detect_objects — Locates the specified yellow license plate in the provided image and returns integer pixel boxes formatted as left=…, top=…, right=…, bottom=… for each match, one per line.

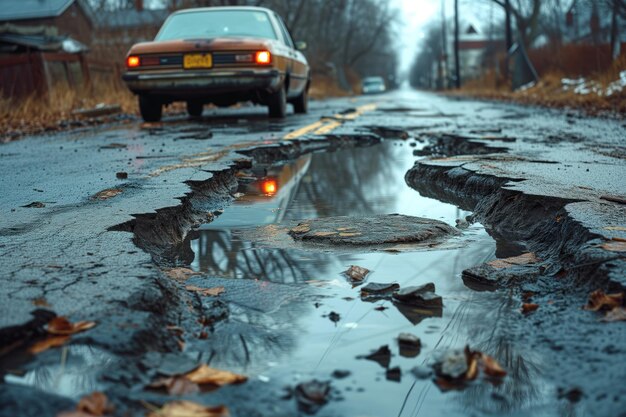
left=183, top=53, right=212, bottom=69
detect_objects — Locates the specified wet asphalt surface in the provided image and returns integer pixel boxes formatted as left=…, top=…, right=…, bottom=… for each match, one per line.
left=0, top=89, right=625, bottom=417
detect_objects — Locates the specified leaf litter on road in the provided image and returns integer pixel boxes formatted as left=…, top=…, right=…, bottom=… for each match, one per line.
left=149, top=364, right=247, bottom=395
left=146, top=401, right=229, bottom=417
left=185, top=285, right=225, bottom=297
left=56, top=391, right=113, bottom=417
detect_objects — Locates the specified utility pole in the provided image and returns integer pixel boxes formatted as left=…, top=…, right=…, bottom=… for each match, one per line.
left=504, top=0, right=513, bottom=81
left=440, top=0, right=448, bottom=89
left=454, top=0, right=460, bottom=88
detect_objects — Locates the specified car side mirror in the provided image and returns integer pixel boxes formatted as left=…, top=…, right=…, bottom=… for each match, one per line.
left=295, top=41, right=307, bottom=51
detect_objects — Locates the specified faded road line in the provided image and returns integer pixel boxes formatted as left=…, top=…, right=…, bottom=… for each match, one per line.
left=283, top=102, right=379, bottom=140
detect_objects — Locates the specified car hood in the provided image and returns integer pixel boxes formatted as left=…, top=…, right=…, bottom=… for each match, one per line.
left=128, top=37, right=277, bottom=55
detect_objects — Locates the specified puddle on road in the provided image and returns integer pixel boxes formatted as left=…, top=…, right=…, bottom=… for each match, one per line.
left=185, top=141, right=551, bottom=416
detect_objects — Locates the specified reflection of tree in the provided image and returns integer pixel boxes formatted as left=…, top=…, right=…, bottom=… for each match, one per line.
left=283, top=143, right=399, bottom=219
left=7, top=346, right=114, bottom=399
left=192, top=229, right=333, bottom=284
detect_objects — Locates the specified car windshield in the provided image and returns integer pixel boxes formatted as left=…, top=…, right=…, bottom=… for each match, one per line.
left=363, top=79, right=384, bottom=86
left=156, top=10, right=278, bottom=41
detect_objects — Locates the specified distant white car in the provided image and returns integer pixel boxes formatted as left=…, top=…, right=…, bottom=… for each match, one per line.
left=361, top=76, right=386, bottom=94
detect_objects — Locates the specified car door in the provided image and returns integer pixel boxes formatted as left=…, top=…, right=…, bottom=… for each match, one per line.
_ _ _
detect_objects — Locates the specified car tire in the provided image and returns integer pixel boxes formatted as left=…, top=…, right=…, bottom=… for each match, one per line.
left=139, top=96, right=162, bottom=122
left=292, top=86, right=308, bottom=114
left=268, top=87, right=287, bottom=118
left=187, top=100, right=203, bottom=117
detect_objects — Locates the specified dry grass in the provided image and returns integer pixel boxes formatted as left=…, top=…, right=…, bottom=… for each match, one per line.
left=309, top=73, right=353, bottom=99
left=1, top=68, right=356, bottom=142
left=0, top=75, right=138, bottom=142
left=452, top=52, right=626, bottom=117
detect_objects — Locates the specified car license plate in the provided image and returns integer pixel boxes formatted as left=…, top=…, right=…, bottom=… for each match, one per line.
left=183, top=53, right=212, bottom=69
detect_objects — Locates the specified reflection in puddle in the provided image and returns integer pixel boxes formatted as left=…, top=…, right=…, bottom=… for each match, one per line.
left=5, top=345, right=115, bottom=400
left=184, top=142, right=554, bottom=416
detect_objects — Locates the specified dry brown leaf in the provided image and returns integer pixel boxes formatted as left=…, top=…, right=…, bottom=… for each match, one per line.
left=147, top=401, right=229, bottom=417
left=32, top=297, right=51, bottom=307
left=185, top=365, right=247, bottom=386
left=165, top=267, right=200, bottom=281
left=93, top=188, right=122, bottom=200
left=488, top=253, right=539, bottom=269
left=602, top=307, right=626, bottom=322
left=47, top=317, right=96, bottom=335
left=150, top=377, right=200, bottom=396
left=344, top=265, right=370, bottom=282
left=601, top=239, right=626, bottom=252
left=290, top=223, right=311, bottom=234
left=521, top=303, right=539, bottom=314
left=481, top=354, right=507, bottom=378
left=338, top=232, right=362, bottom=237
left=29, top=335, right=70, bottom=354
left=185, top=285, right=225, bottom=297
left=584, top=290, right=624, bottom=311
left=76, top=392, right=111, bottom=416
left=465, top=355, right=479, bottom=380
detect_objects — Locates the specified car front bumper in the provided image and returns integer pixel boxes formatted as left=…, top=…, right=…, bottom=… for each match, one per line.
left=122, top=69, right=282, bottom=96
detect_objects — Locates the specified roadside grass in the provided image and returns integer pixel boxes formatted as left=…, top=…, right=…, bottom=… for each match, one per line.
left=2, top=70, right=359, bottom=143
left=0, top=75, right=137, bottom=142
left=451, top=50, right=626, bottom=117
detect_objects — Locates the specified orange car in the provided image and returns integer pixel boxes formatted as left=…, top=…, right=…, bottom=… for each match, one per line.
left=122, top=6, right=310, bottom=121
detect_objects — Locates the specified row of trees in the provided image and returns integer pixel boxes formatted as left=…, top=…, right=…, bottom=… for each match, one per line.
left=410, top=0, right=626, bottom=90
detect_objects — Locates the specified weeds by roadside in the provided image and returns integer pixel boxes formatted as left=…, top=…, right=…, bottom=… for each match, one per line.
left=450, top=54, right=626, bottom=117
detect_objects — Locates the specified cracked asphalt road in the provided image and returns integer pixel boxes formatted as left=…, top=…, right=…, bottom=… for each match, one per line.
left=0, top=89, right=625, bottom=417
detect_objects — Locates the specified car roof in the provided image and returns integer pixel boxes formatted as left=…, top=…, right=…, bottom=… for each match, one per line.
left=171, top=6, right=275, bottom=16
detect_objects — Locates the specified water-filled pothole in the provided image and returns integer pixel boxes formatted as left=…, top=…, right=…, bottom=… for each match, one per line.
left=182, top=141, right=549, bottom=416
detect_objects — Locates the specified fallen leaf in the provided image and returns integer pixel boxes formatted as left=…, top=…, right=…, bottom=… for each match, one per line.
_ _ _
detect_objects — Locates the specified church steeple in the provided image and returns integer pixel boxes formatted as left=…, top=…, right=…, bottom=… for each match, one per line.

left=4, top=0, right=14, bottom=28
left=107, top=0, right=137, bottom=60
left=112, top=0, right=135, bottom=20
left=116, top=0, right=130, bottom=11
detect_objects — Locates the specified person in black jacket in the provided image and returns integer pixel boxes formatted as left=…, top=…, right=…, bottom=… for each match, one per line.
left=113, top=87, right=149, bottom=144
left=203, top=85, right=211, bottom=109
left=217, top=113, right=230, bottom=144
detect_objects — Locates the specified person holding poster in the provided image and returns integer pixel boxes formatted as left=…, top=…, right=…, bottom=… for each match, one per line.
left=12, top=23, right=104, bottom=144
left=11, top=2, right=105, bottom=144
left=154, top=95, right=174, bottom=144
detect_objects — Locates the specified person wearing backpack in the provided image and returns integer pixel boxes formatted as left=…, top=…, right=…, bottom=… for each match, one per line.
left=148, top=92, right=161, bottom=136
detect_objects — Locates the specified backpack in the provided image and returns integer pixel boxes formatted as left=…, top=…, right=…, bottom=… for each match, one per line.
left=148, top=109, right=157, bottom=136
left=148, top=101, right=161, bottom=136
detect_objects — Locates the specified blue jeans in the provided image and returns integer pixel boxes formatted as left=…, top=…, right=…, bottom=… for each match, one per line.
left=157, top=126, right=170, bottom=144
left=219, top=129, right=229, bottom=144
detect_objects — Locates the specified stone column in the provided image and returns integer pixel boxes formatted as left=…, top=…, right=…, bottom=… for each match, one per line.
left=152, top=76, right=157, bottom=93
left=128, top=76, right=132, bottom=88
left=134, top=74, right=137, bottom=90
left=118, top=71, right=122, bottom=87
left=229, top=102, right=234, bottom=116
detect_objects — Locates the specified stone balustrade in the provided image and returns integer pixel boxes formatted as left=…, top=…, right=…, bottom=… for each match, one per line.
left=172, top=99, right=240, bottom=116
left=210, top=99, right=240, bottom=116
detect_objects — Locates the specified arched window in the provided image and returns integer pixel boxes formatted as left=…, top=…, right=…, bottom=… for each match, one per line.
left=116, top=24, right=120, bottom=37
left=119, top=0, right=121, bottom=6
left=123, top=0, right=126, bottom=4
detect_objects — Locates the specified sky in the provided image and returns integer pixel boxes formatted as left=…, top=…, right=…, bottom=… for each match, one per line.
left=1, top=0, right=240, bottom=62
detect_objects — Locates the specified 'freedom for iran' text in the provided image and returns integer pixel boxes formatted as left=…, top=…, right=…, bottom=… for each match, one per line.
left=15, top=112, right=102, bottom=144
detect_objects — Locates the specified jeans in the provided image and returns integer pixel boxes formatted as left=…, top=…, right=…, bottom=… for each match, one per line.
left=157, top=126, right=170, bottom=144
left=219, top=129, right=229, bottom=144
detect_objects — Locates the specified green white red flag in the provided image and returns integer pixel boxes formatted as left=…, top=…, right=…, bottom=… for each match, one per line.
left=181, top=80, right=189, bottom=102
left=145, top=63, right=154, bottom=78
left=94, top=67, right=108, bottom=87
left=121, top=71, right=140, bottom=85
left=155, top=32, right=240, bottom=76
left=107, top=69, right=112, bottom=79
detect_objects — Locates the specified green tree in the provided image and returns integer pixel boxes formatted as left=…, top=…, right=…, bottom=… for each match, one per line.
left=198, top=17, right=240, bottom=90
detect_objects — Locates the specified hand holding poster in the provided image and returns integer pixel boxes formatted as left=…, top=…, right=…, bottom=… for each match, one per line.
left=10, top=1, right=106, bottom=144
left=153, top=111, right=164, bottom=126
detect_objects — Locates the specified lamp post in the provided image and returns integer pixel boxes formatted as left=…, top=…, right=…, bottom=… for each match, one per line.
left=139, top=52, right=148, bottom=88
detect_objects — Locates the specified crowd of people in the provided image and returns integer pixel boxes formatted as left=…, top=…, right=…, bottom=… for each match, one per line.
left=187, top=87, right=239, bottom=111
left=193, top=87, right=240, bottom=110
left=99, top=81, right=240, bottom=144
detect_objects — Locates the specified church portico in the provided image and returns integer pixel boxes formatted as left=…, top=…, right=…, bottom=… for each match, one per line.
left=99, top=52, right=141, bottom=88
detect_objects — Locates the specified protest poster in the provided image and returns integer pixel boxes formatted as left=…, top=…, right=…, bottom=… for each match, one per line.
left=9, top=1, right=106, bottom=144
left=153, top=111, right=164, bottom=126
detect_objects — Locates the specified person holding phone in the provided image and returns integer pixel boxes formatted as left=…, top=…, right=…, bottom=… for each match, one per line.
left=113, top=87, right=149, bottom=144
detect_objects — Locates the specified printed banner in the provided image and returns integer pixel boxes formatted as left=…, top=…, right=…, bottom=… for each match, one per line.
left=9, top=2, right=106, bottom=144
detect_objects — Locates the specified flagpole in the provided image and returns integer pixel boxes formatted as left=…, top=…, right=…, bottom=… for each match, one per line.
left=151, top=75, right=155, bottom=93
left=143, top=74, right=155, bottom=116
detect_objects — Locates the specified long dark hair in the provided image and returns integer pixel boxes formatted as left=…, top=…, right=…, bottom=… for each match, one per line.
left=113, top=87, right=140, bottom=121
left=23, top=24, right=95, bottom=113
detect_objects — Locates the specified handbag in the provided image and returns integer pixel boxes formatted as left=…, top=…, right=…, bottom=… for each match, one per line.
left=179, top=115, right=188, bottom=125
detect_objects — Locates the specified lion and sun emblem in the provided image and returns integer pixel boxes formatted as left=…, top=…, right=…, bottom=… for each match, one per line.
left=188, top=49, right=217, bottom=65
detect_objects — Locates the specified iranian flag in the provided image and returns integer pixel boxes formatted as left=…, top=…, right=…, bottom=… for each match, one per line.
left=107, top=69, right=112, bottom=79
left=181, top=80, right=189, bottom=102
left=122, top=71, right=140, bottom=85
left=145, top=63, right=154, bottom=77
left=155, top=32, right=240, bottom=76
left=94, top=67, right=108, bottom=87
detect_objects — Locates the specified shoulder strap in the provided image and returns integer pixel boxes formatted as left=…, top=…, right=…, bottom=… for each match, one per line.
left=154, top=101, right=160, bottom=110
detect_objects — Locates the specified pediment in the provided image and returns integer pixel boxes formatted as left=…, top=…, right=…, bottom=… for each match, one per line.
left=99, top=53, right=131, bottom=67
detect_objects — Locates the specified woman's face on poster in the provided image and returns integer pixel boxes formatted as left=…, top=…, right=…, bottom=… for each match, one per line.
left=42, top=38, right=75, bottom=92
_ _ _
Exercise prompt:
Give back exactly the lines above starting at the line where "detect_objects — Locates the specified car roof" appears and ending at the line where "detect_objects — Locates the specified fallen" appears, both included, with no other lines.

Exercise output:
detect_objects — Locates the specified car roof in the provided image and returns integer pixel boxes formatted as left=…, top=…, right=…, bottom=… for each match, one per line.
left=171, top=6, right=275, bottom=16
detect_objects — Locates the specified water-filled pothole in the provided image and returns integer pixel boxes formatted as left=…, top=…, right=…, bottom=… for each match, one per line.
left=182, top=141, right=549, bottom=416
detect_objects — Locates the specified fallen leaf in the provided image and returns integer pixel boxes formatted as left=…, top=…, right=…, bottom=… for each match, one per line.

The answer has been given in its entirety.